[Goal of the exercise]
Put each line of the data below into a Markdown table with the columns "Row" and "Data line," numbering the rows and skipping blank lines. Leave the pictures out of the table.

Excerpts from the bounding box data:
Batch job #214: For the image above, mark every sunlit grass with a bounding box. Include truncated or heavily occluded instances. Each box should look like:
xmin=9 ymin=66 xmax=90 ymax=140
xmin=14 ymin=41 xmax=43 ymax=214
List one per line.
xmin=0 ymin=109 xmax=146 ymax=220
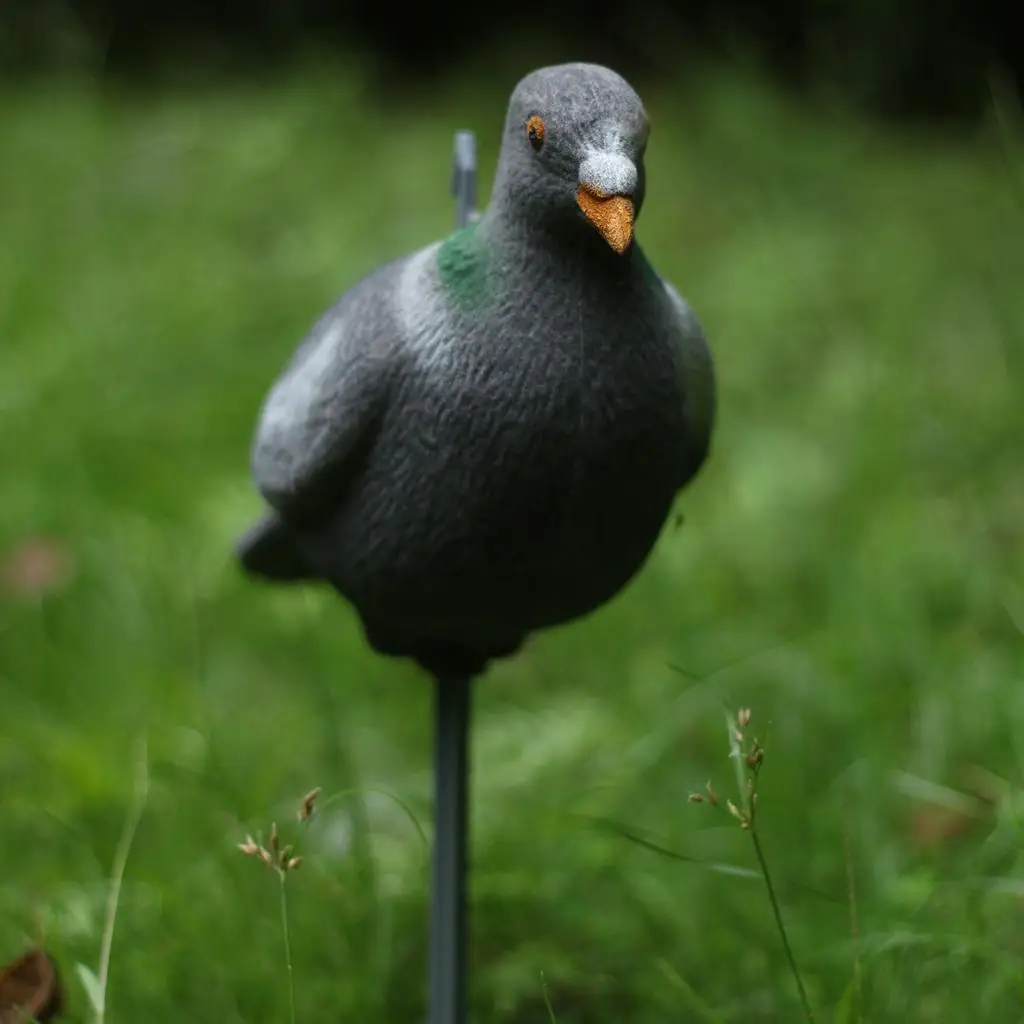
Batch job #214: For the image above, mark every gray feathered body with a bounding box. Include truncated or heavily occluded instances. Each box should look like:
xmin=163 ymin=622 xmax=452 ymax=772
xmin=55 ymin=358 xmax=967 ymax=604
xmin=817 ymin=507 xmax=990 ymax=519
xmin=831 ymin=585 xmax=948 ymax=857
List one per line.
xmin=242 ymin=61 xmax=715 ymax=674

[Reply]
| Row | Data line |
|---|---|
| 1 | Batch job #214: For the image above, mark every sunlit grass with a bounding box. Include truncated or heavily occluded instances. Each box should look like: |
| 2 | xmin=9 ymin=66 xmax=90 ymax=140 |
| 3 | xmin=14 ymin=41 xmax=43 ymax=214 |
| 4 | List one per line. |
| 5 | xmin=0 ymin=109 xmax=146 ymax=220 |
| 6 | Batch job #214: For the image above, mark every gray feathered body with a bounding box. Include truncated or heavily occluded instances. Each box should look like: |
| 7 | xmin=163 ymin=622 xmax=452 ymax=772 |
| 8 | xmin=55 ymin=358 xmax=967 ymax=604 |
| 9 | xmin=817 ymin=507 xmax=990 ymax=519 |
| 10 | xmin=831 ymin=585 xmax=948 ymax=857 |
| 11 | List one per line. |
| 12 | xmin=242 ymin=61 xmax=715 ymax=674 |